- _TO DO_: Restate the whole listing exactly.

== THE INPUT ==

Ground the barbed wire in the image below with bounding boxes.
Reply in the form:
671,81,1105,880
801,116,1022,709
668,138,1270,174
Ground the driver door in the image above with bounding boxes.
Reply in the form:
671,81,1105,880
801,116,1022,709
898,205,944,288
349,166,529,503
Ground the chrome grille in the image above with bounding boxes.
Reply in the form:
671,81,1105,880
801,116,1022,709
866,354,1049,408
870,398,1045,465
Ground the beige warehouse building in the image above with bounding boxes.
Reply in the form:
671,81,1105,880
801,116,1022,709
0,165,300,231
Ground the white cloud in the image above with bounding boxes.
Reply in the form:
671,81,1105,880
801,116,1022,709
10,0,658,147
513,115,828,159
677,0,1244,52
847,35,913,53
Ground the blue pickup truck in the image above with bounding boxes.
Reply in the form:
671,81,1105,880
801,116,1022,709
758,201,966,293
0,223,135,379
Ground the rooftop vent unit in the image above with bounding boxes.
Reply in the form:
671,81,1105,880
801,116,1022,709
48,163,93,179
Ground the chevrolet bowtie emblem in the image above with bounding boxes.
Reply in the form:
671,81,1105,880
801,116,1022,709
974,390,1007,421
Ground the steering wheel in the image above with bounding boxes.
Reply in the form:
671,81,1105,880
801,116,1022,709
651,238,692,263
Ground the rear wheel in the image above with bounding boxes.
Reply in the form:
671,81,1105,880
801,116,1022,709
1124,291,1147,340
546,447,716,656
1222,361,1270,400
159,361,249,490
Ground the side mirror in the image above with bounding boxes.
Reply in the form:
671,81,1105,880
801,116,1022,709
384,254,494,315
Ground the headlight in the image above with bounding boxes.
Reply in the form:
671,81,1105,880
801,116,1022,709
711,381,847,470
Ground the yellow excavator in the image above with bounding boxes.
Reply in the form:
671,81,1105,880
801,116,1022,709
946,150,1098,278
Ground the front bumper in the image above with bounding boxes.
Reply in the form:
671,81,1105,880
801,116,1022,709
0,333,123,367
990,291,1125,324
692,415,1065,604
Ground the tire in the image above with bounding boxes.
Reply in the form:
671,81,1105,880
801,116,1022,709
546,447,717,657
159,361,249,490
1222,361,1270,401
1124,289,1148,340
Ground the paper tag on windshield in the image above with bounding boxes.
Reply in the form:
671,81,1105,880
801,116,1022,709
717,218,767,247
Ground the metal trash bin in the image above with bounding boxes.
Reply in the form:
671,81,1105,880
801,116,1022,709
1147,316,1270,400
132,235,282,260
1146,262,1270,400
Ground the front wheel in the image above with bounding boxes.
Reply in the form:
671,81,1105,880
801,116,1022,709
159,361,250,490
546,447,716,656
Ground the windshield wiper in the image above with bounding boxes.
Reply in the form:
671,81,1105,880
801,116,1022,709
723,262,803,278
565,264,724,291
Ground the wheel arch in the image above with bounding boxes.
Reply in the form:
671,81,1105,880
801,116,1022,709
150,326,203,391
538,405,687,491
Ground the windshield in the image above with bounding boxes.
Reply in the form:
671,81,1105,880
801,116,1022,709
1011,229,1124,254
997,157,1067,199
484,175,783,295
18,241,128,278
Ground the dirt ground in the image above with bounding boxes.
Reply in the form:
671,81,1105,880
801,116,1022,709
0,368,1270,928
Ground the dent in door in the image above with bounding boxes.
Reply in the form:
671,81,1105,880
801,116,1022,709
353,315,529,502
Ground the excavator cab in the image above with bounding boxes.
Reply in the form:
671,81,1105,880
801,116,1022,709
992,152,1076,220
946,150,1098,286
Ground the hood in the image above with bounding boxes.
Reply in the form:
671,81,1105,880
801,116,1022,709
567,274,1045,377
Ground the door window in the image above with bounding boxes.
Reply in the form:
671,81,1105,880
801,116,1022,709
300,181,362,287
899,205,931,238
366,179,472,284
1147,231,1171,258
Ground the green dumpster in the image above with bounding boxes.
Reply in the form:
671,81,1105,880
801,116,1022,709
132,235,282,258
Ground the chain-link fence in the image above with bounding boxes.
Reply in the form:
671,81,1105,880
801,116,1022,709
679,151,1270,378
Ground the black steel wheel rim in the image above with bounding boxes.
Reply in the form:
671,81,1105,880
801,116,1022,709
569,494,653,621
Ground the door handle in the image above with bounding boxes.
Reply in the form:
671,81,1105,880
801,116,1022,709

===

- _CORRECT RESPONSE_:
Ground the barbed wire in the image below with bounding boxes.
Reply in the form:
671,81,1105,880
801,116,1022,709
668,138,1270,174
Ground the driver door in the image above with bounding boxes.
Reply in the form:
671,81,1105,880
801,116,1022,709
898,205,944,288
349,166,529,503
Ground the chrome grille in the image above with bounding boxes.
Reply in the form:
671,81,1105,880
801,116,1022,709
866,354,1049,408
870,398,1045,465
Ground the beige warehouse building in the image above with bounding boxes.
Reply in the form:
671,81,1105,880
801,116,1022,709
0,165,300,231
Ground the white cloud in the image above with bounding boxes.
Reply in the form:
671,81,1105,880
801,116,1022,709
10,0,658,147
513,115,828,159
677,0,1244,52
847,35,913,53
Ground the blue pickup truck in the image above with bounding boxes.
Reply in the form:
671,81,1105,880
801,116,1022,709
758,201,966,293
0,223,135,379
Ground the rooftop vent unit in the image above with bounding boxes.
Reply in the form:
671,81,1105,880
801,116,1022,709
48,163,93,179
Ground the chevrolet bowtie emblem in the image above with bounding boxes.
Reply in the form:
671,81,1105,880
801,116,1022,709
974,390,1007,421
Ground the steering wheel in the image above with bounding boxes.
Reply in the form:
671,81,1105,880
801,116,1022,709
651,238,692,263
Ground the rear wheel in the image above with bounding boxes.
Reply in the form:
671,81,1105,880
801,116,1022,709
1124,291,1147,340
546,447,716,656
1222,361,1270,400
159,361,249,490
Ground the side mirror in the image above with bounding boxes.
Reply in the form:
671,81,1105,880
801,116,1022,709
384,254,494,315
Ground the headlight in the image above with bounding boxes.
Reply in the form:
671,81,1105,880
801,116,1022,709
711,381,847,470
Ground the yellow excavator in the image above with bounding boxes.
Reply in the form:
671,81,1105,880
801,116,1022,709
946,150,1098,278
Ground the front bumper in the image above with bounding boxes.
Reply in the form:
671,81,1105,880
801,116,1022,709
0,333,123,367
990,291,1125,324
692,415,1065,604
Ground the tire in the image above with bounding boxes.
Reply in the form:
671,81,1105,880
801,116,1022,709
546,447,717,657
159,361,249,490
1222,361,1270,401
1124,289,1148,340
Ground the paper tag on windshield in the image above with bounding boxes.
Reply in the form:
671,81,1105,880
801,116,1022,709
717,218,767,247
Ground the metal trash bin in the image above with bounding boxes.
Reply in the form:
671,81,1105,880
801,116,1022,709
1147,316,1270,400
132,235,282,260
1146,262,1270,400
Ground the front wheel in the image above with bounding boxes.
Reply in the form:
671,81,1105,880
801,116,1022,709
159,361,250,490
546,447,716,656
Ground the windshield wiper in the image above with bounding boxes.
Reply in the form:
671,81,1105,880
801,116,1022,709
723,262,803,278
565,264,724,291
Ground the wheel arch in the image above with bounding boxes.
Reply in the form:
671,81,1105,880
801,116,1022,709
150,326,203,391
538,405,687,491
Ground the windshield in the image above with bounding boxes.
Reply in the form:
671,81,1105,880
801,116,1022,709
1011,229,1124,254
997,157,1067,199
484,175,783,295
18,241,128,278
Ground the dirt ground in the image above with bounding boxes.
Reply in the form:
671,81,1105,880
801,116,1022,709
0,368,1270,928
Ground the dent in door in the image above with bounding boxes.
Reply in the form:
671,81,1105,880
801,116,1022,709
353,315,529,502
Ground the excavator cab in the image above with bounding boxes.
Reply in the form:
671,81,1105,880
801,116,1022,709
992,152,1076,220
946,150,1098,286
Ground the hood in the image above with bounding boxes.
Reply in the form:
671,81,1105,880
801,116,1022,709
567,274,1045,377
Ground the door window in the image above with bounding boxes.
Reply in the form:
671,81,1105,880
801,116,1022,709
300,181,362,287
899,205,931,238
366,179,472,284
1147,231,1171,258
Ground the green dumpster in the image above with bounding boxes.
Reply in the form:
671,81,1105,880
801,116,1022,709
132,235,282,258
Ground the chain-link fence in the image above with bounding boxes.
Reply in the form:
671,81,1105,880
801,116,1022,709
679,151,1270,378
Ground the black steel wheel rim in the image above with bounding boxes.
Reply in the form:
671,81,1105,880
801,116,1022,709
569,494,653,621
Ground the door handle in the image above with bounding boxes.
Reply in the form:
671,81,1105,880
801,116,1022,709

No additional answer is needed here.